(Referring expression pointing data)
-=-=-=-=-

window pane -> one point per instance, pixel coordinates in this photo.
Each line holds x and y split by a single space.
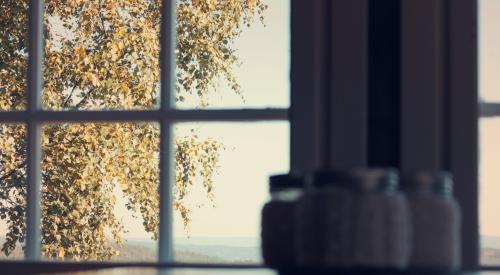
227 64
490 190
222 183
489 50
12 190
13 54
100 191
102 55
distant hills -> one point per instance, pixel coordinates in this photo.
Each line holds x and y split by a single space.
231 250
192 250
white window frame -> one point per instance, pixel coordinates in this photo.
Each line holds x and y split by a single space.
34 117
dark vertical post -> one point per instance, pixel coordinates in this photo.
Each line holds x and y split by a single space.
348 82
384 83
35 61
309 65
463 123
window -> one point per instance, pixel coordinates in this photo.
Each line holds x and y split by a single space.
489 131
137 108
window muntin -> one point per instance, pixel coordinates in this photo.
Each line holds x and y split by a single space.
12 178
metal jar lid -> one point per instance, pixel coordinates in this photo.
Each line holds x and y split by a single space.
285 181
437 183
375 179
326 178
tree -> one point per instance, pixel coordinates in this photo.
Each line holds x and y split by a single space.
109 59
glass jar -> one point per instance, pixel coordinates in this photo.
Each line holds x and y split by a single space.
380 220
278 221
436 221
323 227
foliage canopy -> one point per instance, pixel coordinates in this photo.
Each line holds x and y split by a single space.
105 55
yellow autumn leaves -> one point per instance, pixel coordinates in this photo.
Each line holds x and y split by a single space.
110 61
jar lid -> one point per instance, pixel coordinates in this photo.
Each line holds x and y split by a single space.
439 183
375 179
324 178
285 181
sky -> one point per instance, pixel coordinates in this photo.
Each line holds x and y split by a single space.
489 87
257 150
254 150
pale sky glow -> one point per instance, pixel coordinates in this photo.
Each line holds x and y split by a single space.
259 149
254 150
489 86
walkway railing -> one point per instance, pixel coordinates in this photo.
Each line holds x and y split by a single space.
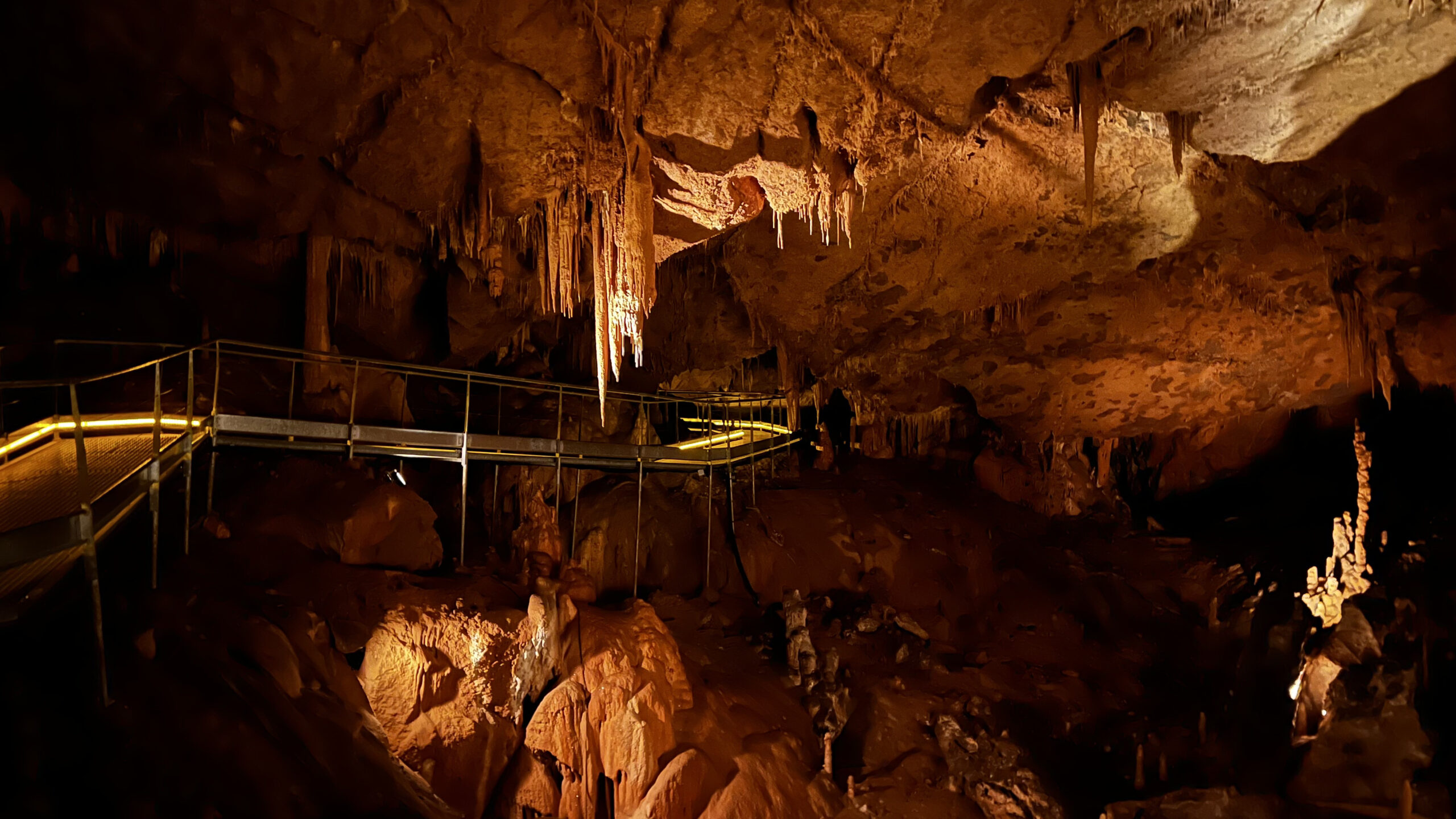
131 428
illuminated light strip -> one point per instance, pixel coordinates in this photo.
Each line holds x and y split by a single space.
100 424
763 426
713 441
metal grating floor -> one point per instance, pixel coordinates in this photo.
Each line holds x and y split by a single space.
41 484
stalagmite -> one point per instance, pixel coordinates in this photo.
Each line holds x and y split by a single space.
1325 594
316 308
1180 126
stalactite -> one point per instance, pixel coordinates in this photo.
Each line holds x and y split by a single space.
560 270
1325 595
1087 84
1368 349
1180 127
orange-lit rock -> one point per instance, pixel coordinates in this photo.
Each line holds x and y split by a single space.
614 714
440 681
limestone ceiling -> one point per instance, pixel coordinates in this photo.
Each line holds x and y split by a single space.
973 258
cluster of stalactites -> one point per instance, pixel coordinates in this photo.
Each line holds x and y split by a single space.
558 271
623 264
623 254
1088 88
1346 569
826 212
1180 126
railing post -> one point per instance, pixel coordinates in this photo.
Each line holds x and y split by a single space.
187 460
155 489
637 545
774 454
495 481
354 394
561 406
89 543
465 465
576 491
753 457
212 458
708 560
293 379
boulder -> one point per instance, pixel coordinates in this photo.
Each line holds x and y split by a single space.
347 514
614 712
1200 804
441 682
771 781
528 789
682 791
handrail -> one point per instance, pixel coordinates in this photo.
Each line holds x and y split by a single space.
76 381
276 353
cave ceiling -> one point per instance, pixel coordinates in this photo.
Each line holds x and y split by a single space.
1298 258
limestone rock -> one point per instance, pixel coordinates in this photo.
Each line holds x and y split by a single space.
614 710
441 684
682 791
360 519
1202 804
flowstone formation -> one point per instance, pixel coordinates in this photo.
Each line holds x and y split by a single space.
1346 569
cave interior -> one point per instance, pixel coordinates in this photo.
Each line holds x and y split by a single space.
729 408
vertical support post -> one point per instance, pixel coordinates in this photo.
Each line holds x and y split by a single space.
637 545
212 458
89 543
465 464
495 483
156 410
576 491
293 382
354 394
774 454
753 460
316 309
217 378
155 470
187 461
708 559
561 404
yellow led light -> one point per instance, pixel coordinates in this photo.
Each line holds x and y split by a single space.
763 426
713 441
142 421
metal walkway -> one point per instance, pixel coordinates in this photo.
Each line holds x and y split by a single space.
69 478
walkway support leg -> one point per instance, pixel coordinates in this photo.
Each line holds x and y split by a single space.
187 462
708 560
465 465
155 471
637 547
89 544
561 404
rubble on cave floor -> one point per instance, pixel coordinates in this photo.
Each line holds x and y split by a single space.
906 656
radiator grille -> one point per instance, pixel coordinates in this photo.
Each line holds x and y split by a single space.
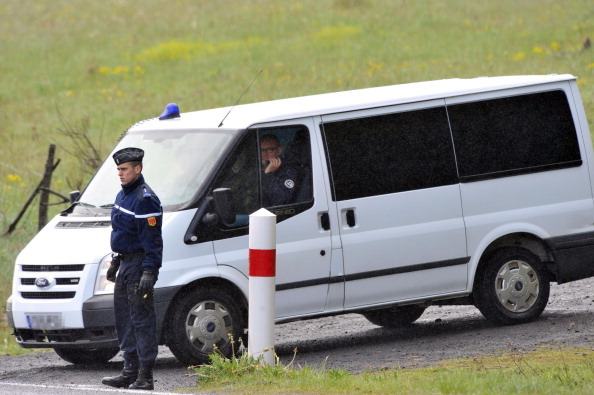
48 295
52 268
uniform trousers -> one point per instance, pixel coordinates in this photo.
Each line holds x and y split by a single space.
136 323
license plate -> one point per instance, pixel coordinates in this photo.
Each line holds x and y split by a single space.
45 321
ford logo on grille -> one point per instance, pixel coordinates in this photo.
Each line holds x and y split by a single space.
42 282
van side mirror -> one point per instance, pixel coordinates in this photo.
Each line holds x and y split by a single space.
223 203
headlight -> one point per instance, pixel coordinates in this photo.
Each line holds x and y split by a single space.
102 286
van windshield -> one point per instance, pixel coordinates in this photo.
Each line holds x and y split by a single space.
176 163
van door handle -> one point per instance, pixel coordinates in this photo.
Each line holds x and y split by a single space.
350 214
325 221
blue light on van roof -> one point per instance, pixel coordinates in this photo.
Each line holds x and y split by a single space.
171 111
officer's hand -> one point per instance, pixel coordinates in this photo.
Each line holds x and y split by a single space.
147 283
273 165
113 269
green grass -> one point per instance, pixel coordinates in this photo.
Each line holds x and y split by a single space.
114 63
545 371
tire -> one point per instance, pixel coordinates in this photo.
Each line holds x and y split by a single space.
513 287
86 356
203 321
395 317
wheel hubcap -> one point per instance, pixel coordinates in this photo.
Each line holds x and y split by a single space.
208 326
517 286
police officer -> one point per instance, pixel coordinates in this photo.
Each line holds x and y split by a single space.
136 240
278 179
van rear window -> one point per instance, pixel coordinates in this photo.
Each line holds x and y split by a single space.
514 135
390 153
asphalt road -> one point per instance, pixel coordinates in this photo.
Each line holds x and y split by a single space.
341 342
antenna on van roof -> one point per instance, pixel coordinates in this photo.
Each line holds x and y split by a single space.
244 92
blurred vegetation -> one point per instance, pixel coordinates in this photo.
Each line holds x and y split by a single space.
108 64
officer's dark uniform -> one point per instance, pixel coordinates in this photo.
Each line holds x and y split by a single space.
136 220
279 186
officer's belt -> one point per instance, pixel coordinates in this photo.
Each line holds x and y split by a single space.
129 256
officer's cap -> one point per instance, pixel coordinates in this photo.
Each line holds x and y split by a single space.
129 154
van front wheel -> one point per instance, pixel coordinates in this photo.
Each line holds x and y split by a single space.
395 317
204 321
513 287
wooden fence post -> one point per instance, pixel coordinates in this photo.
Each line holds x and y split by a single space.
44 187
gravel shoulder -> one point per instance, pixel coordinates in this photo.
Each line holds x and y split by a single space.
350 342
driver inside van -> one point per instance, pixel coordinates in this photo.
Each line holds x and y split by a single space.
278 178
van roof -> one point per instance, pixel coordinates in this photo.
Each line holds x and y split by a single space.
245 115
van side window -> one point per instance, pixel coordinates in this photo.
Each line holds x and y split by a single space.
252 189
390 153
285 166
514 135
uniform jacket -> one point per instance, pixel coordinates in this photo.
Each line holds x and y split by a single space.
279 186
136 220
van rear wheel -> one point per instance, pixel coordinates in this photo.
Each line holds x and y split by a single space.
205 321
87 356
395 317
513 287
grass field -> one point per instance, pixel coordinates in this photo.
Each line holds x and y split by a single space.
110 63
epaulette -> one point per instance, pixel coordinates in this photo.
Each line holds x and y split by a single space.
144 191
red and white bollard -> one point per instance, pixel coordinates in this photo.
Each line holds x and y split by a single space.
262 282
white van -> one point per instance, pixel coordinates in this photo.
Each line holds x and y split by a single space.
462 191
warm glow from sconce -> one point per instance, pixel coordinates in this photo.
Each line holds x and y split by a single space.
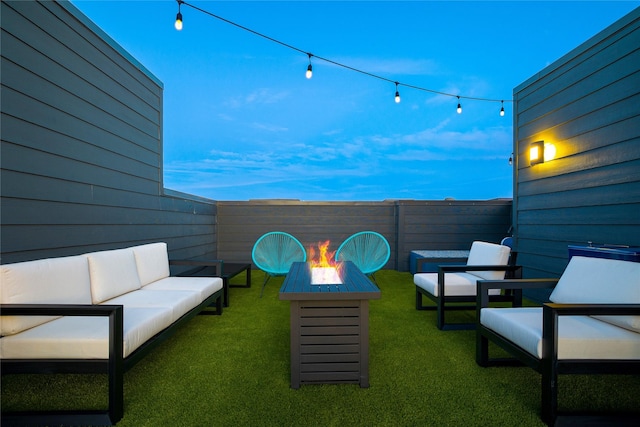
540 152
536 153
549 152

-=-=-=-=-

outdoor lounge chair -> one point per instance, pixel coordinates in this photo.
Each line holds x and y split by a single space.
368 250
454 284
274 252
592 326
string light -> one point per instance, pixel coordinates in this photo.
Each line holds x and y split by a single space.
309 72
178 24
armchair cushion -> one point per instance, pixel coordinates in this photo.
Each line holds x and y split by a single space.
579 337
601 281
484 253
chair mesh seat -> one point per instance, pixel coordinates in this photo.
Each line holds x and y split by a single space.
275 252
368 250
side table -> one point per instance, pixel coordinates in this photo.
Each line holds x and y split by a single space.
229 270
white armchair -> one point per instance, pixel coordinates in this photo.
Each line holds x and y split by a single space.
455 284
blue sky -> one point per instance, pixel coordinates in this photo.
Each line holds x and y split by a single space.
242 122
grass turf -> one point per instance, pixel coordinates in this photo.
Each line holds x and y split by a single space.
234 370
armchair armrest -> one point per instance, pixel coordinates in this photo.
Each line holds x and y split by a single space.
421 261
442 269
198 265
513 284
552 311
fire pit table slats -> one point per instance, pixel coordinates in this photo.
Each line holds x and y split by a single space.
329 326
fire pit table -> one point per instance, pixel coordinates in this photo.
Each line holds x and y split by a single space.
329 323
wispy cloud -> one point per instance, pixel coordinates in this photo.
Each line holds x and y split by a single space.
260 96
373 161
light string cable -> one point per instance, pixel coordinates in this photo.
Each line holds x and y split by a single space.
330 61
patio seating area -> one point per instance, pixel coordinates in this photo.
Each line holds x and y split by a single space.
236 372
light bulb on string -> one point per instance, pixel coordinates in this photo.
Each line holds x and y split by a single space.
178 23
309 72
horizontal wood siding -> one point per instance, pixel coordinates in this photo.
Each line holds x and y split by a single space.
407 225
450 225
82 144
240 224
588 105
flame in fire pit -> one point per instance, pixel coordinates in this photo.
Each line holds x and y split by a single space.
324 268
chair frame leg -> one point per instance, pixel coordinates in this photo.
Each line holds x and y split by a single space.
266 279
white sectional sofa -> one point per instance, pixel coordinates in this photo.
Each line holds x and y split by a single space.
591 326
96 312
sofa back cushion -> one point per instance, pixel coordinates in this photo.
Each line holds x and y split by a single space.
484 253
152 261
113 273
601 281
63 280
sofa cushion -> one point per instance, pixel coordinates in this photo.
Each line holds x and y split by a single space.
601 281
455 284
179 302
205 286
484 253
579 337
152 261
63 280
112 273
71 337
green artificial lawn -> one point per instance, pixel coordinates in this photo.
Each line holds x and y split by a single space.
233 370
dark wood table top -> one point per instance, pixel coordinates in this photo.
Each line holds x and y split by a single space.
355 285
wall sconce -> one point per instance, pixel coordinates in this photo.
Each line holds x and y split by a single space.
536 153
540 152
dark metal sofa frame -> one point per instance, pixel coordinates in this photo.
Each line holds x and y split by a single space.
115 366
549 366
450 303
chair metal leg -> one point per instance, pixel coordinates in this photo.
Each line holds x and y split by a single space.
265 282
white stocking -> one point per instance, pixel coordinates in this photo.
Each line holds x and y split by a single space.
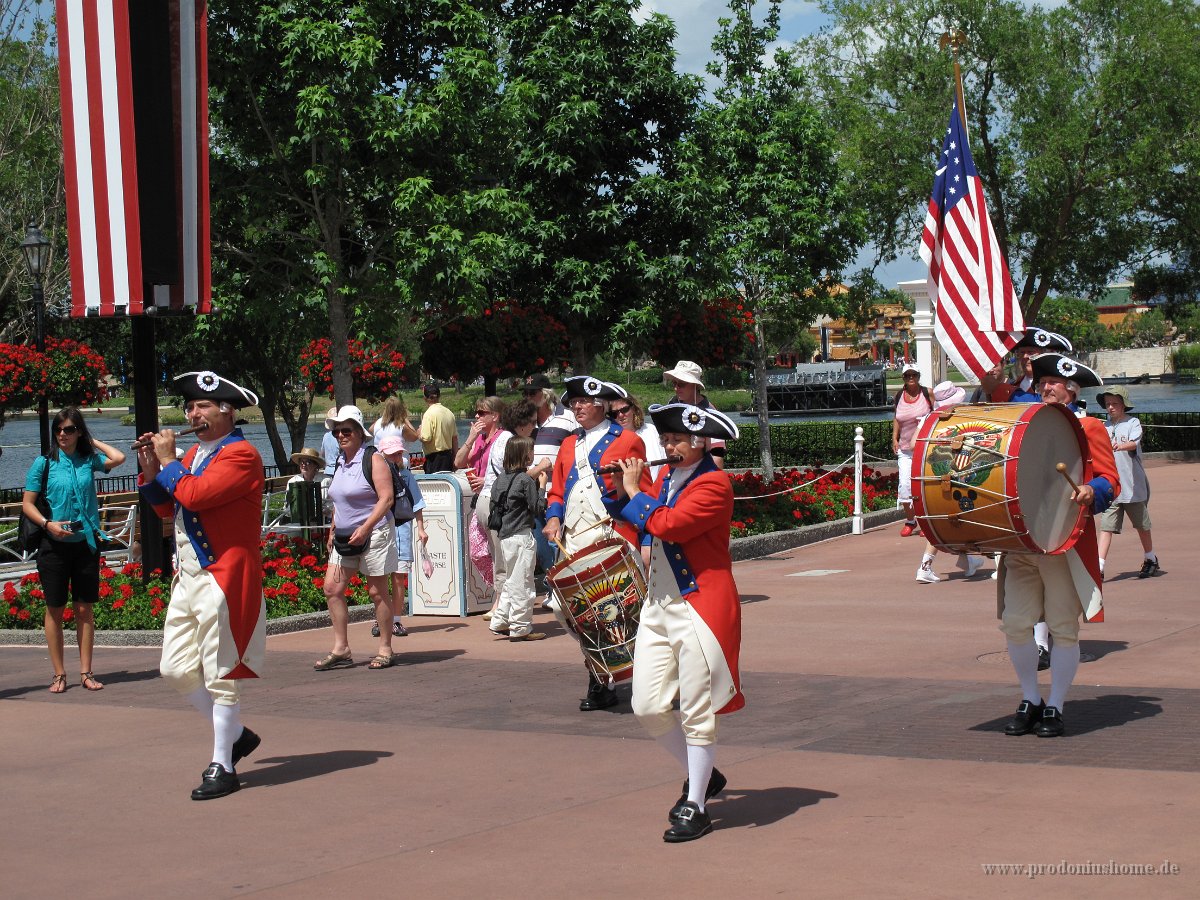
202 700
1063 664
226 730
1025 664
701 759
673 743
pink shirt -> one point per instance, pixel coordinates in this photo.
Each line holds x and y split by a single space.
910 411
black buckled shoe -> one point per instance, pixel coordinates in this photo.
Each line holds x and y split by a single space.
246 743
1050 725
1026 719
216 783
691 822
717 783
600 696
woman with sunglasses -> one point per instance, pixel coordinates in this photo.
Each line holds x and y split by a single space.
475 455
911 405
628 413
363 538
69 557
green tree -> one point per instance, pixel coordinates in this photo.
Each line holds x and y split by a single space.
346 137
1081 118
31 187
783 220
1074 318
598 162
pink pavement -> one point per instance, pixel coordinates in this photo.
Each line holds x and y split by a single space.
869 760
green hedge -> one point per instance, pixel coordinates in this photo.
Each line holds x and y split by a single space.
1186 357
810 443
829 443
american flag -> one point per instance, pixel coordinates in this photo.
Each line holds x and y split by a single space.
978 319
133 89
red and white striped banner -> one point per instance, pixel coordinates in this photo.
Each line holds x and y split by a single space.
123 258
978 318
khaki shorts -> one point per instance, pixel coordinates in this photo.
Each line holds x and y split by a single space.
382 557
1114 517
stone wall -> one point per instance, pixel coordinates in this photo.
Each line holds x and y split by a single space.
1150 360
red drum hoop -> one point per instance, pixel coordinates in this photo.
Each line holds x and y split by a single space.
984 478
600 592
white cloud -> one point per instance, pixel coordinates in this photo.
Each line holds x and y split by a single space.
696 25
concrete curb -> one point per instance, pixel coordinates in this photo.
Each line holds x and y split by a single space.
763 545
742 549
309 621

-=-=-=-=-

• **Aim of the task**
From the data, collect all lines where the string "ceiling" appears.

• **Task answer**
limestone ceiling -> one point per instance, pixel coordinates in this photo.
cave ceiling -> one point per instance, pixel coordinates in this photo.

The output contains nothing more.